## [Task instructions]
Please pull out every line of the data below that contains the word "lamp". Copy each of those lines unchanged.

## [Information given]
^^^^^^^^

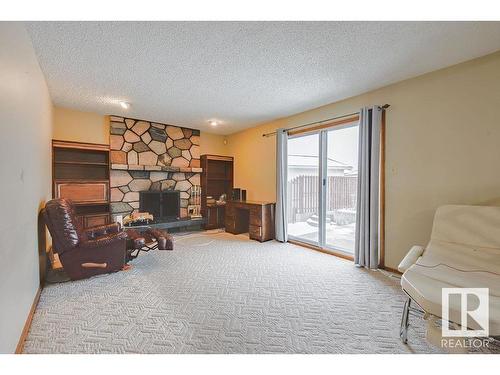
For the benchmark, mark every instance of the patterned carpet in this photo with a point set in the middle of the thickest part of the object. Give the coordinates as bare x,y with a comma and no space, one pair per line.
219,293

^^^^^^^^

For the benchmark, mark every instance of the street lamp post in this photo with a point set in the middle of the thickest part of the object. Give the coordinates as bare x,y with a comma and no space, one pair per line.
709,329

^^^^^^^^

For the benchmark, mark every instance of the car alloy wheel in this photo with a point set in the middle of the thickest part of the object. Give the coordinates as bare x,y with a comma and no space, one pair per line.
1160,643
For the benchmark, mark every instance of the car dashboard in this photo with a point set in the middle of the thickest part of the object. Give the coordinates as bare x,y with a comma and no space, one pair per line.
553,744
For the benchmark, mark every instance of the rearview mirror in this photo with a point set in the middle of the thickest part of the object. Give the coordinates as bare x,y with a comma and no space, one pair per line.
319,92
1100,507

^^^^^^^^

## [Reply to the exercise]
For the benchmark, mark every instance of the street lamp post in this photo with a point set in the middle of the thickest part of the object. Give the coordinates as bare x,y with a comma and no space, one pair per line.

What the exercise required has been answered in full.